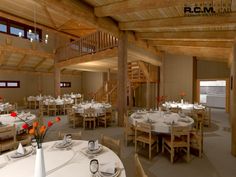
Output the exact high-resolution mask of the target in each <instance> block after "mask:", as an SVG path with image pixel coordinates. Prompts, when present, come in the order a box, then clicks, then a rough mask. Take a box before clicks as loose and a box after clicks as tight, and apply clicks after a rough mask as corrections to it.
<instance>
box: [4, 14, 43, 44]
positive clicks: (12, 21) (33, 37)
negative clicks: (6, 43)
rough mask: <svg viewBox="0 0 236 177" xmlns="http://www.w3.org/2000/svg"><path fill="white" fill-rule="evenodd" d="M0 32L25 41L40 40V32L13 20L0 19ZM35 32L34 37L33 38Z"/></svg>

## [DIRECTIONS]
Rewrite the items from their start through the line containing "negative clicks: (6, 43)", swapping every "clicks" for "points" and changing nothing else. Leave the pictures out of your answer.

## [ANSWER BOX]
Output the exact high-resolution mask of the target in each <instance> block after "mask:", as an SVG path with image pixel coordinates. Prompts, when present, come in the order a box, then points, then a rough mask. Take a box before points as loose and a box after points as tight, and apply points after a rough mask as corrections to it.
<instance>
box: [4, 14, 43, 44]
positive points: (12, 21) (33, 37)
negative points: (6, 43)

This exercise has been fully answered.